▶ Aim:
Switch "reflection" to "mirror image" in the data from the line with "Provide one point per instance of the green vegetation" up to and including the line with "[(151, 188)]". Give back only those lines, with everything else left unchanged.

▶ Extracted records:
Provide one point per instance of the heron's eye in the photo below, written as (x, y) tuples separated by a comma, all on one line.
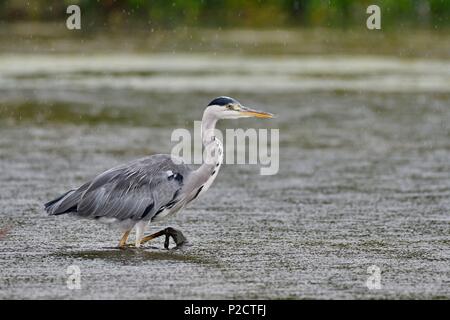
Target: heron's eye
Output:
[(232, 107)]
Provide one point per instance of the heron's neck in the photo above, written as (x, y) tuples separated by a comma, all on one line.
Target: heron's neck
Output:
[(213, 150), (208, 127)]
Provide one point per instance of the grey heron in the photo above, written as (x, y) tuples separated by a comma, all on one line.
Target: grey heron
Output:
[(134, 194)]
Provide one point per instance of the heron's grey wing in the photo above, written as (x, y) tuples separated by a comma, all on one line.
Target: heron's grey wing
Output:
[(134, 191)]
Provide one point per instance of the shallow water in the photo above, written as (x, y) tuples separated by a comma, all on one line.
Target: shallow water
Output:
[(364, 176)]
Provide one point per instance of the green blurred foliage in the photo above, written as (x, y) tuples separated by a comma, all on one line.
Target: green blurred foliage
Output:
[(234, 13)]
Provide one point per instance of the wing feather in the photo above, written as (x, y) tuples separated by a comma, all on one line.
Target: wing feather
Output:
[(134, 191)]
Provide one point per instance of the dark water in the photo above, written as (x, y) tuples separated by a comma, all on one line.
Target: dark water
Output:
[(364, 176)]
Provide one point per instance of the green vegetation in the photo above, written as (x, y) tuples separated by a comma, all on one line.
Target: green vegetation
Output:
[(431, 14)]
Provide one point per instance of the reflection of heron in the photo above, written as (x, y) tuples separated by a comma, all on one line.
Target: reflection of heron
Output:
[(151, 188)]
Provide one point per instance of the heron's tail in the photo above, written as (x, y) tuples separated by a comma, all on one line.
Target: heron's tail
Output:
[(65, 203)]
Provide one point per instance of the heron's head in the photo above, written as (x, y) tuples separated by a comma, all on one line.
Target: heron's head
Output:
[(229, 108)]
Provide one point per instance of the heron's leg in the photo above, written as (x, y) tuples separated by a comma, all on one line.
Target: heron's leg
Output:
[(176, 235), (123, 241), (140, 228)]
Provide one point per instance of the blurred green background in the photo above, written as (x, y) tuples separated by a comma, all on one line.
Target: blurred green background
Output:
[(432, 14)]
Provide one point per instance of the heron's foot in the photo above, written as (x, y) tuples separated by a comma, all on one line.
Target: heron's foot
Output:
[(169, 232), (177, 236), (126, 246)]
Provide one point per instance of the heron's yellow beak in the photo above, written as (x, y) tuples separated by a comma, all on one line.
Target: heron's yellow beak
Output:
[(254, 113)]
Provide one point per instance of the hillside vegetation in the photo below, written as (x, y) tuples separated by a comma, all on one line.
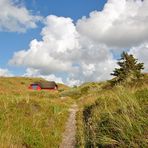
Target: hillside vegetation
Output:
[(113, 116), (31, 119), (108, 116)]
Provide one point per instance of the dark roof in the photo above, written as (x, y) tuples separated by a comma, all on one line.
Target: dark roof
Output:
[(46, 84)]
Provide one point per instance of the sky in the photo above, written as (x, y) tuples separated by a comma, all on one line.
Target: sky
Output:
[(71, 41)]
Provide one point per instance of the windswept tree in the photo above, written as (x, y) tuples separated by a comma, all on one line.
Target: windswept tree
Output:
[(129, 69)]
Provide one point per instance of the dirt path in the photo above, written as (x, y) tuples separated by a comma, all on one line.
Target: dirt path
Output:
[(70, 130)]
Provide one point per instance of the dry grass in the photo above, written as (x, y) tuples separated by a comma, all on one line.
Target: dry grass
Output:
[(29, 118), (114, 117)]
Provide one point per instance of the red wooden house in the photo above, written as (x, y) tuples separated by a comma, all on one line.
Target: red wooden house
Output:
[(45, 85)]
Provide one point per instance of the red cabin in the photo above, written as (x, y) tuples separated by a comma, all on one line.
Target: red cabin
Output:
[(47, 85)]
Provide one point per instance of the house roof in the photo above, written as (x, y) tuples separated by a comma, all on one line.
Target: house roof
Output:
[(46, 84)]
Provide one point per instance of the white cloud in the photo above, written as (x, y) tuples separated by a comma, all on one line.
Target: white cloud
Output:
[(121, 24), (15, 17), (63, 51), (5, 73), (141, 53), (30, 72)]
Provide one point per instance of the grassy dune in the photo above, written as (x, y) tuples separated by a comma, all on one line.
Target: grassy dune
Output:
[(33, 119), (114, 117), (107, 117)]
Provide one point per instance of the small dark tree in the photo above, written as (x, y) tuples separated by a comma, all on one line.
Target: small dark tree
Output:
[(129, 69)]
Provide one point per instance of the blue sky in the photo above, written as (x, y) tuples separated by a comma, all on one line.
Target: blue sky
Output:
[(70, 41), (15, 41)]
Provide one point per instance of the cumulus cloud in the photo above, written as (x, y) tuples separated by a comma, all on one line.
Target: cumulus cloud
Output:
[(30, 72), (63, 51), (82, 52), (5, 73), (15, 17), (121, 24)]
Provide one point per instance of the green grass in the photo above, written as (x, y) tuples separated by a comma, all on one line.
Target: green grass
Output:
[(107, 117), (114, 117), (28, 118)]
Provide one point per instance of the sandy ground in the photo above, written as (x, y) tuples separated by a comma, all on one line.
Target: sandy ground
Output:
[(70, 130)]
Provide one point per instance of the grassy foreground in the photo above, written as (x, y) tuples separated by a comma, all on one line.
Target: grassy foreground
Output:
[(31, 119), (113, 117)]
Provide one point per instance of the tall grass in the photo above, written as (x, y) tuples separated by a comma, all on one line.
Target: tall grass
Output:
[(34, 119), (118, 118)]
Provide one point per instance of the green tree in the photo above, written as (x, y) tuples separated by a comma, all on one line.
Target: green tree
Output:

▶ Written response:
Provide one point per instance of the green vegetation in the photo above, written as (x, y) tuples separated by a comma, all on one line.
Target: green vegetation
Output:
[(431, 14)]
Provide one point per instance of the mirror image of heron in the photo above, written as (x, y) tuples separated by a comma, all on one line.
Target: mirror image of heron
Output:
[(151, 188)]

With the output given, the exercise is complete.